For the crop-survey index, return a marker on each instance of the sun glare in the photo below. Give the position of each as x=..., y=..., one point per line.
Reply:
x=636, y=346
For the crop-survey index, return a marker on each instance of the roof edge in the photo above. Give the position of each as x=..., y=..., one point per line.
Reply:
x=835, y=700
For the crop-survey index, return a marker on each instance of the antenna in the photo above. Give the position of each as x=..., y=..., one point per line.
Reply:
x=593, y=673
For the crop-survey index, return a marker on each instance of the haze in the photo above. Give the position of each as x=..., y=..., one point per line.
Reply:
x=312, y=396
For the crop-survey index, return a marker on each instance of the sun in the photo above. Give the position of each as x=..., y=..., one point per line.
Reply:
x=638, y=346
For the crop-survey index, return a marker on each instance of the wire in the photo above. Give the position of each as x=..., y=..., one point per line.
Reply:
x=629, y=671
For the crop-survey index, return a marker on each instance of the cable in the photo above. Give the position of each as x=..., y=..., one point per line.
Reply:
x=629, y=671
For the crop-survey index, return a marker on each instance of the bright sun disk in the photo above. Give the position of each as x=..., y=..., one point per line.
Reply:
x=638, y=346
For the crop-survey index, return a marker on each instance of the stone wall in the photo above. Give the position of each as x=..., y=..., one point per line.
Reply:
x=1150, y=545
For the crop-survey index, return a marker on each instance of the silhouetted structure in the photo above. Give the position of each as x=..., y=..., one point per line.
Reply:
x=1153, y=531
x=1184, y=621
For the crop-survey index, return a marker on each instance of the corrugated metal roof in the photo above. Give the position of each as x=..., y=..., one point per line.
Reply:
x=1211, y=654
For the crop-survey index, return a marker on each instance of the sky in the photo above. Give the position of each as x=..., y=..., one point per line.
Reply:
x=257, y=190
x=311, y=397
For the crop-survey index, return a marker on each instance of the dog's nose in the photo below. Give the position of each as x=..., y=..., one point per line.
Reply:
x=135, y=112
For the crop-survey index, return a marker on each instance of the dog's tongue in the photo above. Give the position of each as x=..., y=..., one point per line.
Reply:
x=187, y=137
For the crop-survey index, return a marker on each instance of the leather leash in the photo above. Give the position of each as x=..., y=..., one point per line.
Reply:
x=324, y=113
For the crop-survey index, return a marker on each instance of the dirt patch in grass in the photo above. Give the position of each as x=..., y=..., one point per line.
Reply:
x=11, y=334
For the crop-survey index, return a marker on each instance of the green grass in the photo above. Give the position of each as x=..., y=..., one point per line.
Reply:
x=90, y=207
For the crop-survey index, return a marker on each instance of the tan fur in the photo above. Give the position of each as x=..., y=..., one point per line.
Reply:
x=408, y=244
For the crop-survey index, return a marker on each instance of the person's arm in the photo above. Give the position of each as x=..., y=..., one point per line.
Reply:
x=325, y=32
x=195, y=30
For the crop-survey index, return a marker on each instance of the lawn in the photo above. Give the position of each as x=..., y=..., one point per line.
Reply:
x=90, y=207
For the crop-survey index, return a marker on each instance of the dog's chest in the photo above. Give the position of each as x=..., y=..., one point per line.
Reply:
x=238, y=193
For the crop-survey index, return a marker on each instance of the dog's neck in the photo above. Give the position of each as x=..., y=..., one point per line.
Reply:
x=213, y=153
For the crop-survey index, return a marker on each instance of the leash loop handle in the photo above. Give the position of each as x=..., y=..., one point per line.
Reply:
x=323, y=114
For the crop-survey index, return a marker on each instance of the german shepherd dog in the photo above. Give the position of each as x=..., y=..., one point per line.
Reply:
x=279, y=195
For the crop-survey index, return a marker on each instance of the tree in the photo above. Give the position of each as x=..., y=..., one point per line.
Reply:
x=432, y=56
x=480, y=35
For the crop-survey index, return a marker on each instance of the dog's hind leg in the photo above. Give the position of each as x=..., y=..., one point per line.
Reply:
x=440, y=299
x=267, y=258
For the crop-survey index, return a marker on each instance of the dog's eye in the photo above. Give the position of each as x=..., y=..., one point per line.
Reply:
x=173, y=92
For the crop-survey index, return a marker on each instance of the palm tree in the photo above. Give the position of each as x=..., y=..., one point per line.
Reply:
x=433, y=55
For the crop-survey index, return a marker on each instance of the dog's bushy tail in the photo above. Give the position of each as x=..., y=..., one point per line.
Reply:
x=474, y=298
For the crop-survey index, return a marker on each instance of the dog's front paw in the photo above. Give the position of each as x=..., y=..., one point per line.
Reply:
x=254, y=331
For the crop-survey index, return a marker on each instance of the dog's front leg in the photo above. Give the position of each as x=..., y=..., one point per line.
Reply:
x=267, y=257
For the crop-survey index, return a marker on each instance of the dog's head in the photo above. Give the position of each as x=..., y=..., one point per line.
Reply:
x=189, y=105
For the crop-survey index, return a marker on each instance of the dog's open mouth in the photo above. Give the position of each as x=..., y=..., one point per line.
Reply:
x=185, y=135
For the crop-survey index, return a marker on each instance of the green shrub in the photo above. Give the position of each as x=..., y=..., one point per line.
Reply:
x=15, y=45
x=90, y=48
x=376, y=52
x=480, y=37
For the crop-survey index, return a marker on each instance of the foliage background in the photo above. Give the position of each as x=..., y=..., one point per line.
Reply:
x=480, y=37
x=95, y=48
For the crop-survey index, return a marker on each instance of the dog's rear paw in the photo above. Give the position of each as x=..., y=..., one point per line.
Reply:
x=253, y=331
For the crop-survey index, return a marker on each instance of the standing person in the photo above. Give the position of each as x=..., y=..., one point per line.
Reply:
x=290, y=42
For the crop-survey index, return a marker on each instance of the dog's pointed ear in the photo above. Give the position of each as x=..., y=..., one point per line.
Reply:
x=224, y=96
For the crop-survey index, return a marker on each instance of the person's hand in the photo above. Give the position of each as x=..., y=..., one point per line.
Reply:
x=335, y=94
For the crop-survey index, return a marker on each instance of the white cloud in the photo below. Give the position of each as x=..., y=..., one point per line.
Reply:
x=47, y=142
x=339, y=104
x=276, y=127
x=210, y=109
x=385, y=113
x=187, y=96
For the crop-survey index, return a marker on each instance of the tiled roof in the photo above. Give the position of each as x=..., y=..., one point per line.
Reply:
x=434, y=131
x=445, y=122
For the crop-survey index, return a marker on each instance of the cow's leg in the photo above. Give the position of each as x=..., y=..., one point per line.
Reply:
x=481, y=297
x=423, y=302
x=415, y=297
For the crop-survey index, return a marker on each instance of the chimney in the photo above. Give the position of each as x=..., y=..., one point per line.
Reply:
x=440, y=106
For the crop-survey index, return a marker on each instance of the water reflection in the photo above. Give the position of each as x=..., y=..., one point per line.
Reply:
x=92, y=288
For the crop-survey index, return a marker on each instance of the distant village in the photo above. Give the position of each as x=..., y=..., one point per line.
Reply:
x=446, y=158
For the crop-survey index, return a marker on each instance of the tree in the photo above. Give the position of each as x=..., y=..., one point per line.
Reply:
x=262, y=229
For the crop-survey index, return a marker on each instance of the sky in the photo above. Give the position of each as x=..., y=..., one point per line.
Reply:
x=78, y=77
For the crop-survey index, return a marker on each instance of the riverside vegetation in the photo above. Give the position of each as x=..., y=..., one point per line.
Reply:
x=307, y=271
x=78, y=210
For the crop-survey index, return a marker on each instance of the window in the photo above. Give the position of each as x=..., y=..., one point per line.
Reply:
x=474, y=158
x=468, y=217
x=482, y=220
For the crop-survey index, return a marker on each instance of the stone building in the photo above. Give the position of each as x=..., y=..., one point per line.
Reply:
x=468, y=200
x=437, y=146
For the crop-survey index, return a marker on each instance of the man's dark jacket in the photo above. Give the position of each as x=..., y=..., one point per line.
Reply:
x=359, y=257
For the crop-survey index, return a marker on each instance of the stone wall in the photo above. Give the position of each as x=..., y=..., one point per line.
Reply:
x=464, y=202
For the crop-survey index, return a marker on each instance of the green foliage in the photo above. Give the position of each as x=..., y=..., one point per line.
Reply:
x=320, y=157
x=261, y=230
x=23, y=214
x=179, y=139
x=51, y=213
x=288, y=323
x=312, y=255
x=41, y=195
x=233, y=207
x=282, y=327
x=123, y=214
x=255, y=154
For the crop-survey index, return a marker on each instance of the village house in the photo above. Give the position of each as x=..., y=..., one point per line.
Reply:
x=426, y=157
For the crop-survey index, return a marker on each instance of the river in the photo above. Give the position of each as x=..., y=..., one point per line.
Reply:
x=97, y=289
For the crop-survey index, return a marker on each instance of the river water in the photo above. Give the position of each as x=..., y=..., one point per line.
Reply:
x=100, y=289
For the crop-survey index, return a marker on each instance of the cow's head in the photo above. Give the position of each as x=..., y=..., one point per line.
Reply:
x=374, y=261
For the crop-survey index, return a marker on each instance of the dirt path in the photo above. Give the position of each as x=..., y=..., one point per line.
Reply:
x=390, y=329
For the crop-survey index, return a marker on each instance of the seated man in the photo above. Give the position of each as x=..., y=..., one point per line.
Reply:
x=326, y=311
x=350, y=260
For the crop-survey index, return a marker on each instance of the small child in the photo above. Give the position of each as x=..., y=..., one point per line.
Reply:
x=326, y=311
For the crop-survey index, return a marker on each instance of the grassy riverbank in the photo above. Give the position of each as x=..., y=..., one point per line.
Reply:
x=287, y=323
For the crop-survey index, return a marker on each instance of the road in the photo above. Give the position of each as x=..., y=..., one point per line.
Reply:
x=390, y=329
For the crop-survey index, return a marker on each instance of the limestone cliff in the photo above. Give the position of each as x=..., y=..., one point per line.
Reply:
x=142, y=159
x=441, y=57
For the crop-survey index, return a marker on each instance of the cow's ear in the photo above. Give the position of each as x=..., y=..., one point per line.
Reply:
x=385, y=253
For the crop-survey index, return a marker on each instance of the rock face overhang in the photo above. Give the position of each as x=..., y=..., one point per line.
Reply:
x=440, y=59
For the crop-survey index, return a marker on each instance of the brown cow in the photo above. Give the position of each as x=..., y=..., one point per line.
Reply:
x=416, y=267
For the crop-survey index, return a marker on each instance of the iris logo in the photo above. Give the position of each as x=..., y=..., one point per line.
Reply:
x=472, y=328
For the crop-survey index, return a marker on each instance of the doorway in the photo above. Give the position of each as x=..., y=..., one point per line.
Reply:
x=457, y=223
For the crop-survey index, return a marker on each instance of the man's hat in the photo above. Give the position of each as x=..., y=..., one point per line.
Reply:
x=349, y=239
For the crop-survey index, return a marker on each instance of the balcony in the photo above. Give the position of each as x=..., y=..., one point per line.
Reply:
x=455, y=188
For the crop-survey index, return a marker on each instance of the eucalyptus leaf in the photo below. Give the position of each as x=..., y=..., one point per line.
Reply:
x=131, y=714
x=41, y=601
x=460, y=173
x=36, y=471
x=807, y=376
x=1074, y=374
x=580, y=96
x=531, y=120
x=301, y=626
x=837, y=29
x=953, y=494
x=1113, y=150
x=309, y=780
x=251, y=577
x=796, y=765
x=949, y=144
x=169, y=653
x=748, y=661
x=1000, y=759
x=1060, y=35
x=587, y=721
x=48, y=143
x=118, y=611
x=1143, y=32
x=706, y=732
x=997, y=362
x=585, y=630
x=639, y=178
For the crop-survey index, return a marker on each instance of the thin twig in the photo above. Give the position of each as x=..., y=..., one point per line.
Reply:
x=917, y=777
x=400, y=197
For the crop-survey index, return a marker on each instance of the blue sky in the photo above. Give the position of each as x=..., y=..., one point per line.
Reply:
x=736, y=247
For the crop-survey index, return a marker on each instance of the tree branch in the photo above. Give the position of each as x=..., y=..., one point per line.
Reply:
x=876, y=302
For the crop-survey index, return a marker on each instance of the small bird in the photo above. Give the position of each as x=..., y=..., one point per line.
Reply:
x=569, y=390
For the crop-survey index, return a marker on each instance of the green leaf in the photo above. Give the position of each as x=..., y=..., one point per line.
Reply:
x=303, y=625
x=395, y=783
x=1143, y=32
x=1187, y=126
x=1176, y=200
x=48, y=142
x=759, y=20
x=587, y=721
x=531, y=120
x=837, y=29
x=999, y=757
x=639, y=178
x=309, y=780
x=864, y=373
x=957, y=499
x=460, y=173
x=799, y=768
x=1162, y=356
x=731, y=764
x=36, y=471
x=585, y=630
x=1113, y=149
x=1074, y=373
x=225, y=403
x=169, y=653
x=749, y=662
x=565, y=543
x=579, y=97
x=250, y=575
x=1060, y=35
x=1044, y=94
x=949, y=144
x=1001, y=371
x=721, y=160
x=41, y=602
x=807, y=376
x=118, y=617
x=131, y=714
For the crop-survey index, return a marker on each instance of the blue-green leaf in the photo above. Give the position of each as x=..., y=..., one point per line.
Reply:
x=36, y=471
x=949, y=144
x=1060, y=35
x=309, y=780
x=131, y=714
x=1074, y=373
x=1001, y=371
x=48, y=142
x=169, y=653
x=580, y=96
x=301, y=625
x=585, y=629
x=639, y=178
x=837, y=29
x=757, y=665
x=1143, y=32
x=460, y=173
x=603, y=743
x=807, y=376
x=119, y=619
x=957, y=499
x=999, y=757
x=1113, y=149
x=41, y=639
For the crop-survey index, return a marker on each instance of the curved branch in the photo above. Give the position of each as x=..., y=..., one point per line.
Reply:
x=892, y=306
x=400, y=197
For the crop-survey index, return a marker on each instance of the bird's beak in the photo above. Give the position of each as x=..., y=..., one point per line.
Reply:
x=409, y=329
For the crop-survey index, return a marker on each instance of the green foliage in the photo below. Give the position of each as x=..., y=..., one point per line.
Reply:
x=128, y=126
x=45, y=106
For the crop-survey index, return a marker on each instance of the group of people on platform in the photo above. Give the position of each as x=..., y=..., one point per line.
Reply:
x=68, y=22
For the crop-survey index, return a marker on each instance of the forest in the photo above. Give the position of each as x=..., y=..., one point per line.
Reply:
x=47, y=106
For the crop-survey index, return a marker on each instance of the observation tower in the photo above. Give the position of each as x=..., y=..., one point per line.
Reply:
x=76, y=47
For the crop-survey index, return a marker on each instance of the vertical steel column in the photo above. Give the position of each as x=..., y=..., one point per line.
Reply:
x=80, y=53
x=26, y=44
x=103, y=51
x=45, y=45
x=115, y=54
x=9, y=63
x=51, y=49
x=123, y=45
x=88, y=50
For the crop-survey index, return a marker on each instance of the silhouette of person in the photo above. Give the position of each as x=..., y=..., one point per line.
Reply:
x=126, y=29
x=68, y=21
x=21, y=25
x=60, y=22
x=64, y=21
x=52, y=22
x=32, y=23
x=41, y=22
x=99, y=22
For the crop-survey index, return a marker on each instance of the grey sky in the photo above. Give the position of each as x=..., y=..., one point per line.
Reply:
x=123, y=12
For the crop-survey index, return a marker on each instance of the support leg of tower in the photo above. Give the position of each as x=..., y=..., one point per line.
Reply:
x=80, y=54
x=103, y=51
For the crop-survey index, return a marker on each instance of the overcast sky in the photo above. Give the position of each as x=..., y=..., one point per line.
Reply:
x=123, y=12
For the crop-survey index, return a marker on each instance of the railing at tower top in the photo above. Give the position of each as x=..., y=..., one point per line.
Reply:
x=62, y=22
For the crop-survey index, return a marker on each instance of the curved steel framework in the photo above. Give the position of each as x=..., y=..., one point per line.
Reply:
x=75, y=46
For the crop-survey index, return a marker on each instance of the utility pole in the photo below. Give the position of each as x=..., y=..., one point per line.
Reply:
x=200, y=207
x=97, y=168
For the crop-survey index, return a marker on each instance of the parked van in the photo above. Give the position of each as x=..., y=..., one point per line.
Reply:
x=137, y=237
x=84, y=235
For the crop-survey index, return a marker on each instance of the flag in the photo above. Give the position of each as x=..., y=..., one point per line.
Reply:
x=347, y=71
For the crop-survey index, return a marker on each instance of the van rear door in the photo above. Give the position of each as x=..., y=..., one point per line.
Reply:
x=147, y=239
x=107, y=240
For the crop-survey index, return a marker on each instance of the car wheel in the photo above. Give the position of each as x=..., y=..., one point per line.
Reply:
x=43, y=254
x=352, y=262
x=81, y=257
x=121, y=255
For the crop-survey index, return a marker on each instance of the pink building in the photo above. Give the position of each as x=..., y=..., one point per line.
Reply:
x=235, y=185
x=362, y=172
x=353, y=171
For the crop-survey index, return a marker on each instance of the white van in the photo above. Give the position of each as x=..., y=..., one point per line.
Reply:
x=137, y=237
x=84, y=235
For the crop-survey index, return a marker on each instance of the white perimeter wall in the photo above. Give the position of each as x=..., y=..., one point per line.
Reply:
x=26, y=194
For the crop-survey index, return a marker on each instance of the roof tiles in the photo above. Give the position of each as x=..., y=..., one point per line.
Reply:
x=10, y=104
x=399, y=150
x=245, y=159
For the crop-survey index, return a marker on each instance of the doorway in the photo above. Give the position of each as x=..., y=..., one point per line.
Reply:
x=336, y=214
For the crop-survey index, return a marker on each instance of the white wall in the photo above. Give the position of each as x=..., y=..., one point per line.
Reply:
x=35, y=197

^^^^^^^^

WHAT THE TASK ASKS:
Your answer should consist of the lines from the line with "of the group" to the line with "of the support" above, repeated exactly, both ends included.

RESPONSE FOR THIS EXERCISE:
For the crop-survey index, return a marker on each instance of the group of people on platform in the photo above. Give the position of each as x=..., y=..., one point per line.
Reply:
x=68, y=22
For the crop-survey index, return a marker on each instance of the forest in the photo above. Give the position of each as x=..., y=..., one point per line.
Reply:
x=47, y=106
For the crop-survey index, return a marker on each instance of the observation tower in the photo above. Give the position of each as x=..., y=..., one point per line.
Reply:
x=76, y=47
For the crop-survey index, return a marker on each instance of the vertical steel column in the photo above. Give the position of each as x=..., y=..., one point per line.
Reply:
x=80, y=53
x=26, y=44
x=103, y=51
x=45, y=45
x=115, y=54
x=9, y=63
x=51, y=49
x=123, y=45
x=88, y=50
For the crop-survey index, return a marker on each instance of the silhouette of person in the photo above. Give the position of each as x=..., y=..., one point per line.
Reply:
x=126, y=29
x=68, y=21
x=21, y=25
x=60, y=22
x=64, y=21
x=52, y=22
x=32, y=23
x=41, y=22
x=99, y=22
For the crop-survey index, return a marker on each instance of the grey sky in the photo above. Give the position of each as x=..., y=..., one point per line.
Reply:
x=123, y=12
For the crop-survey index, return a marker on each instance of the support leg of tower in the photo above. Give the position of each as x=..., y=..., one point per line.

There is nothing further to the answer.